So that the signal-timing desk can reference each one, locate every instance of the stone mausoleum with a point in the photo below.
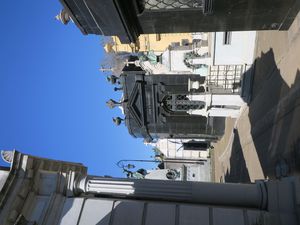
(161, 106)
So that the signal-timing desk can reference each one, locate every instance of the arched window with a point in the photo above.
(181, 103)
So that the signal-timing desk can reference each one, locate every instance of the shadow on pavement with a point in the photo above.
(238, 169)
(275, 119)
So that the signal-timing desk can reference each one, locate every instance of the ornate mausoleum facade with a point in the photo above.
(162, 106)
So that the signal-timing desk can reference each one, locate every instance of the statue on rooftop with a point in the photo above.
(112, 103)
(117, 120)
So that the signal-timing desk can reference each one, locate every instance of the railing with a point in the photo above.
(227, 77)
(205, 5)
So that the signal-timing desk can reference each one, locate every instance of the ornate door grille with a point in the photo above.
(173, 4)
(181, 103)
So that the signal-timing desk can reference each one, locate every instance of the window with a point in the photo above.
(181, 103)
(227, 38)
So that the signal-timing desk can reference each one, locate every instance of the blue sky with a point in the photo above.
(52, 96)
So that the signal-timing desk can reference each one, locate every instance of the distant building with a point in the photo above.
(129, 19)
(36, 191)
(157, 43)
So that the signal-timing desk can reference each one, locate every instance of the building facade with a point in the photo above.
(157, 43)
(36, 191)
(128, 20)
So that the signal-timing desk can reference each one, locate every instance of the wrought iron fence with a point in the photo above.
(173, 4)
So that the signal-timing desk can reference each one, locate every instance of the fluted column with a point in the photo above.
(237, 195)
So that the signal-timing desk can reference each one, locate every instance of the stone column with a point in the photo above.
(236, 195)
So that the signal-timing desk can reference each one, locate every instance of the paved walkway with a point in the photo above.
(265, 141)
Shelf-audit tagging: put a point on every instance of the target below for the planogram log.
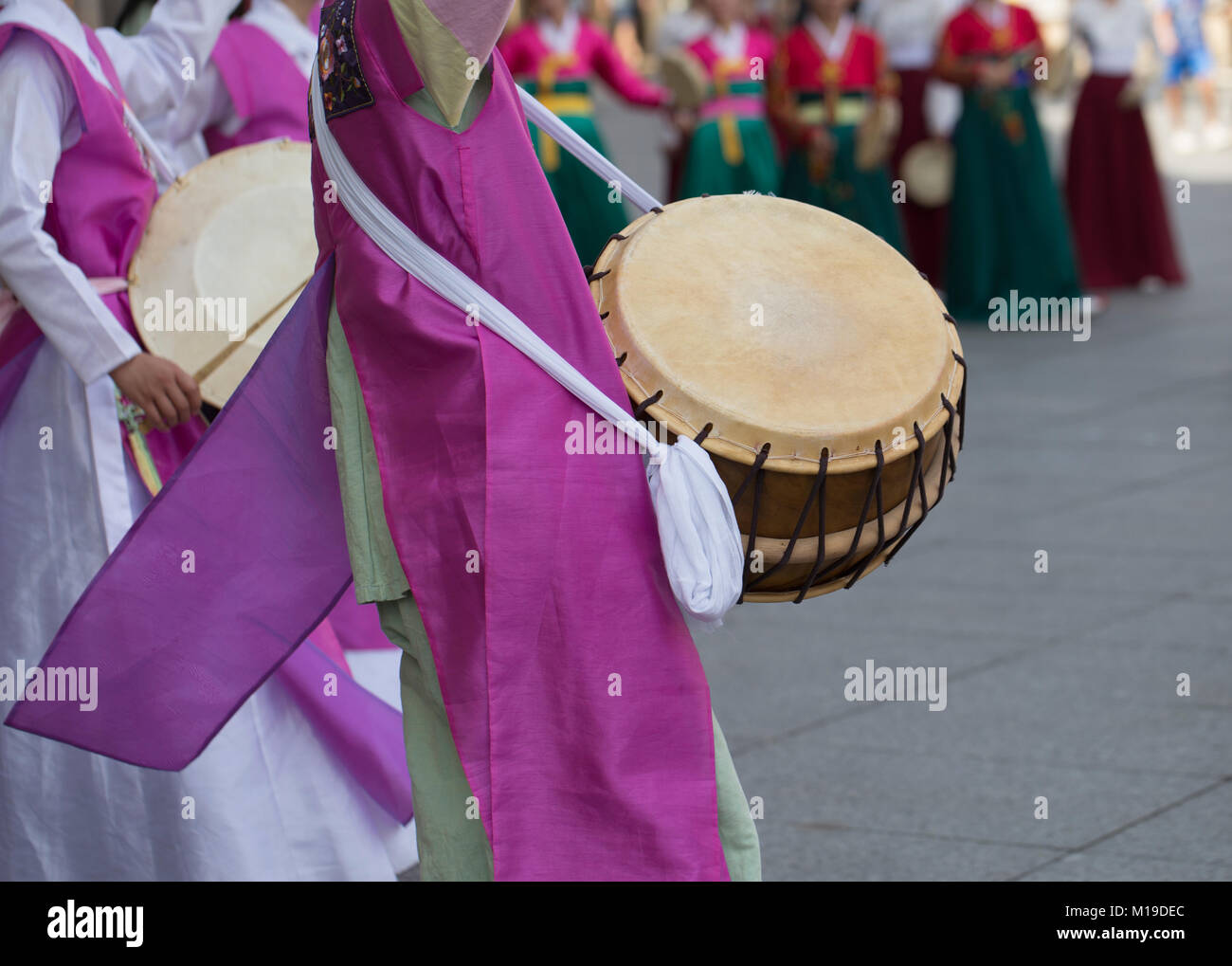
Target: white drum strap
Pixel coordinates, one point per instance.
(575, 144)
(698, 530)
◆ ◆ ◆
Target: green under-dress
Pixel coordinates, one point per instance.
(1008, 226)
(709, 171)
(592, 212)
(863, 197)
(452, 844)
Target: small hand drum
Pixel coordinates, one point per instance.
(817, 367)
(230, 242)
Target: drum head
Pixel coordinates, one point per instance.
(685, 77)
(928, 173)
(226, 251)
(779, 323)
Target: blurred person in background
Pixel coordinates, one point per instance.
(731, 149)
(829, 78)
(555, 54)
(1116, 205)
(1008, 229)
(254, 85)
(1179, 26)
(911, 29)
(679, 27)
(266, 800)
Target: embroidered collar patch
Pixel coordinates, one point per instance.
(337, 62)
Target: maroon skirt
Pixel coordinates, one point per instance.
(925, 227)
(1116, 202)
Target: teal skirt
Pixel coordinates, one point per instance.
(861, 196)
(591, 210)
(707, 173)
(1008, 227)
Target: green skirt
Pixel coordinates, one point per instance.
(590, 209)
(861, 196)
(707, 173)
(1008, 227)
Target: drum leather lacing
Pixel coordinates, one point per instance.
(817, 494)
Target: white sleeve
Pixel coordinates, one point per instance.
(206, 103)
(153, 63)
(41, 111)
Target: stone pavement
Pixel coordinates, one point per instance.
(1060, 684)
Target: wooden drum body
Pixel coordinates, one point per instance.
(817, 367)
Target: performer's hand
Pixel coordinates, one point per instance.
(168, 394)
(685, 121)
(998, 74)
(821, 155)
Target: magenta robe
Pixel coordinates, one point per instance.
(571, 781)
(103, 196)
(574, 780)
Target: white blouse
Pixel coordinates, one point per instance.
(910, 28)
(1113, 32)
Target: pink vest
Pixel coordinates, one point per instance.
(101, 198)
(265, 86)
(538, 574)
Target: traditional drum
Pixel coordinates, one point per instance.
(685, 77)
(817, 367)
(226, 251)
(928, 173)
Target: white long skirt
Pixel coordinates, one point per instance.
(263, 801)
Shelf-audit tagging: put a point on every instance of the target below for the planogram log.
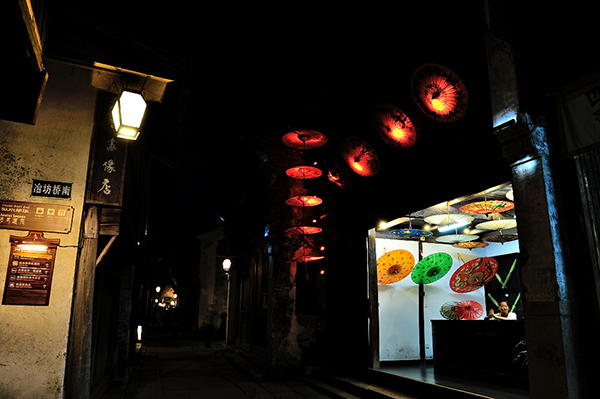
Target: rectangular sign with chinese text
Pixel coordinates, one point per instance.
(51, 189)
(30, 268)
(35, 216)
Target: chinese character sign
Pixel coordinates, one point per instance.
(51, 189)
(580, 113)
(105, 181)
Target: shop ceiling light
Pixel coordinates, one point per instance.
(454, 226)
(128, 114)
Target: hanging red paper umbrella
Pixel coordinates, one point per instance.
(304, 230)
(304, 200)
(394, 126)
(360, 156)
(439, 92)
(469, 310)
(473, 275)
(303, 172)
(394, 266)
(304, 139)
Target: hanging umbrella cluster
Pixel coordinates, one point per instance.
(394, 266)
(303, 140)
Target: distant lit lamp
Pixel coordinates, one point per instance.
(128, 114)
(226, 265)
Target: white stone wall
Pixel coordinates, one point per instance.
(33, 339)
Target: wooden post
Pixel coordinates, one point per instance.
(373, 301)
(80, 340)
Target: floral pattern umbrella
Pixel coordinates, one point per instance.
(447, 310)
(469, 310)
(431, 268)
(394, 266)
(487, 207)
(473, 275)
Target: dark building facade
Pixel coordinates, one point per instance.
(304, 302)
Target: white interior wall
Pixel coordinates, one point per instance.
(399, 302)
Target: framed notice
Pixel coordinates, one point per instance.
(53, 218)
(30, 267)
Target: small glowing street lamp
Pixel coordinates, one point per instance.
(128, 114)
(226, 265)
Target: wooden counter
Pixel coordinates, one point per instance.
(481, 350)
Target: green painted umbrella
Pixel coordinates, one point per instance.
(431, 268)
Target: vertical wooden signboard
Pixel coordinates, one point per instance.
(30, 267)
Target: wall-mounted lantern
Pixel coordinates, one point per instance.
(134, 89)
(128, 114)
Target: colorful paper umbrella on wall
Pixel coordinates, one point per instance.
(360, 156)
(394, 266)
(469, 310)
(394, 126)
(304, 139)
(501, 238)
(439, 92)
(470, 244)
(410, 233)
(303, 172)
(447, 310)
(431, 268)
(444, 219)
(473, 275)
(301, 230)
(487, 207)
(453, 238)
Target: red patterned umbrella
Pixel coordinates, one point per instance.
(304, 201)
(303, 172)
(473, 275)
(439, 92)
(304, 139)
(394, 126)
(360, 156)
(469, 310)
◆ ◆ ◆
◆ Goal
Count the lines in the items above that contain the string "building", treating uppercase and lowercase letters as distinct. State only the resulting number.

◆ Problem solution
3